==== Records to process

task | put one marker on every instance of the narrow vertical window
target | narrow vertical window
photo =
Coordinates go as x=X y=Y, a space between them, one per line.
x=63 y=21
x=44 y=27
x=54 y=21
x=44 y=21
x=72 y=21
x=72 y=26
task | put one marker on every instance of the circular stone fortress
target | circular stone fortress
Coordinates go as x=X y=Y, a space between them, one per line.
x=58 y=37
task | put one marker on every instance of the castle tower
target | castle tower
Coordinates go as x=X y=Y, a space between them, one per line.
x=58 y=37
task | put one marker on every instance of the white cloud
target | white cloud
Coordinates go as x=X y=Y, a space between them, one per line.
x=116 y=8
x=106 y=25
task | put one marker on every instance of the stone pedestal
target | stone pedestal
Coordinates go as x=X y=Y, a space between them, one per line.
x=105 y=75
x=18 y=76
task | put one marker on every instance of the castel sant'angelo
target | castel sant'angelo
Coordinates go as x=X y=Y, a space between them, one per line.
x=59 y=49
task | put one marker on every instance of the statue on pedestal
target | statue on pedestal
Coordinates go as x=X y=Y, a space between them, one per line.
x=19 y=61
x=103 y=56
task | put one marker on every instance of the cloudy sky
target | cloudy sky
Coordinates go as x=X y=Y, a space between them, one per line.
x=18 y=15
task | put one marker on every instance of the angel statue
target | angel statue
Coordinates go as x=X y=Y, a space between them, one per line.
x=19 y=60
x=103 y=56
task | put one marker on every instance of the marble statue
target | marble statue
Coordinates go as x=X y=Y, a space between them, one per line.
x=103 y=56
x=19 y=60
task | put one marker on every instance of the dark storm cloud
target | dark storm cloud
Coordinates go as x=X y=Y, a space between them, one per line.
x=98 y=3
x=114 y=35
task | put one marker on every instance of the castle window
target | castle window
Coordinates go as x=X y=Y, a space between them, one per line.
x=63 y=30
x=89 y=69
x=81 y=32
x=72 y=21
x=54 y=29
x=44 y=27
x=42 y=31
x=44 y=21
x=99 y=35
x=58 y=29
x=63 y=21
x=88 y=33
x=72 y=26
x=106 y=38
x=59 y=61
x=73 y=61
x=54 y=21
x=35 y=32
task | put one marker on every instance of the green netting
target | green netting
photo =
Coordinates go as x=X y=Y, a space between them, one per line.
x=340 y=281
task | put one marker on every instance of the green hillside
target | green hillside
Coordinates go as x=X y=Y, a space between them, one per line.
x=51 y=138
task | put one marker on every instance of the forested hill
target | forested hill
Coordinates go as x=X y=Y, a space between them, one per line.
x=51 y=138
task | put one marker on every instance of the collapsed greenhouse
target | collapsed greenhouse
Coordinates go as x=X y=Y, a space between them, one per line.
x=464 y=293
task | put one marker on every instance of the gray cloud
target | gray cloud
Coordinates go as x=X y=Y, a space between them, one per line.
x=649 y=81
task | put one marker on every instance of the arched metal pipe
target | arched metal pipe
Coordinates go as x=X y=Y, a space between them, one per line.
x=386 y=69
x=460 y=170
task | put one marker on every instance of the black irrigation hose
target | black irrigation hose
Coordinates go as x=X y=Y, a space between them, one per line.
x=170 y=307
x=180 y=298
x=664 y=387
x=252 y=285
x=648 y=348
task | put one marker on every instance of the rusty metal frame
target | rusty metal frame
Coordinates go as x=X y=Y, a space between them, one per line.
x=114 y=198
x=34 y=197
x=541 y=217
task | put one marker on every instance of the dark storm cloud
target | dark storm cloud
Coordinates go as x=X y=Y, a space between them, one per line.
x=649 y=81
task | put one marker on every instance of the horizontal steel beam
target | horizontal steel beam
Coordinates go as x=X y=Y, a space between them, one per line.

========

» **Aim**
Reproduce the lines above word for word.

» **Answer to this task**
task | put one marker on every instance of the narrow vertical window
target | narrow vertical window
photo =
Coordinates go as x=X y=Y, a space between them, one per line.
x=63 y=21
x=44 y=27
x=54 y=21
x=44 y=21
x=72 y=21
x=72 y=26
task | put one marker on every instance of the circular stone fortress
target | circular stone fortress
Coordinates go as x=X y=Y, a space between them, one per line.
x=58 y=37
task | put one marker on every instance of the castle tower
target | castle tower
Coordinates go as x=X y=Y, a space between them, one per line.
x=58 y=37
task | put one marker on every instance of the white cloud
target | white cloud
Coordinates go as x=X y=Y, a space between them, one per line.
x=116 y=8
x=106 y=25
task | put one marker on every instance of the stone pedestal
target | stone pedestal
Coordinates go as x=X y=Y, a space between them, one per line.
x=105 y=75
x=18 y=76
task | put one marker on every instance of the castel sant'angelo
target | castel sant'angelo
Coordinates go as x=X y=Y, a space between them, one per line.
x=59 y=49
task | put one marker on every instance of the statue on pedestal
target | statue on pedestal
Coordinates go as x=X y=Y, a space between them, one per line.
x=19 y=61
x=103 y=56
task | put one marker on every instance of the cloudy sky
target | cloudy sky
Coordinates go as x=X y=Y, a space between them, one per line.
x=18 y=15
task | put one marker on every instance of the angel statue
target | angel statue
Coordinates go as x=X y=Y, a space between them, one per line.
x=19 y=60
x=103 y=56
task | put one marker on every instance of the marble statue
target | marble statue
Coordinates go as x=X y=Y, a space between them, one per line.
x=103 y=56
x=19 y=60
task | put one marker on every instance of the dark storm cloud
target | dark storm cloud
Coordinates go as x=X y=Y, a space between them, one per line.
x=98 y=3
x=114 y=35
task | put one marker on every instance of the castle window
target | castle window
Coordinates go as x=X y=Y, a space between them, one per line.
x=63 y=30
x=89 y=69
x=81 y=32
x=72 y=21
x=54 y=29
x=44 y=27
x=42 y=31
x=44 y=21
x=99 y=35
x=58 y=29
x=63 y=21
x=88 y=33
x=72 y=26
x=106 y=38
x=59 y=61
x=73 y=61
x=54 y=21
x=35 y=32
task | put one marker on every instance of the green netting
target | green netting
photo =
Coordinates go as x=X y=Y, a space between them, one per line.
x=340 y=281
task | put one marker on every instance of the green hillside
target | green hillside
Coordinates go as x=X y=Y, a space between them, one per line.
x=51 y=138
task | put one marker on every instance of the forested hill
target | forested hill
Coordinates go as x=X y=Y, a space between them, one per line.
x=51 y=138
task | put one marker on every instance of the collapsed greenhouse
target | collapsed greenhouse
Coordinates go as x=X y=Y, a space between them, one per line.
x=464 y=293
task | put one marker on every instance of the gray cloud
target | gray cloud
Coordinates go as x=X y=Y, a space between them, one per line.
x=649 y=81
task | put one marker on every instance of the arched metal pipe
target | arched metal pipe
Coordinates go as x=X y=Y, a space between them, one per line.
x=386 y=69
x=460 y=170
task | put one marker on every instance of the black irrigation hose
target | black irrigation hose
Coordinates go as x=X y=Y, a space between them, one per line.
x=170 y=307
x=180 y=298
x=664 y=387
x=252 y=285
x=648 y=348
task | put one marker on every instance of the rusty metal frame
target | rusty metal frame
Coordinates go as x=X y=Y, a space between them, one per line.
x=114 y=198
x=34 y=197
x=541 y=217
task | put one marker on every instance of the dark storm cloud
target | dark storm cloud
Coordinates go as x=X y=Y, a space between them, one per line.
x=649 y=81
task | put one marker on every instance of the horizontal steel beam
target | horizontal steel beam
Coordinates go as x=X y=Y, a space between them, one per line.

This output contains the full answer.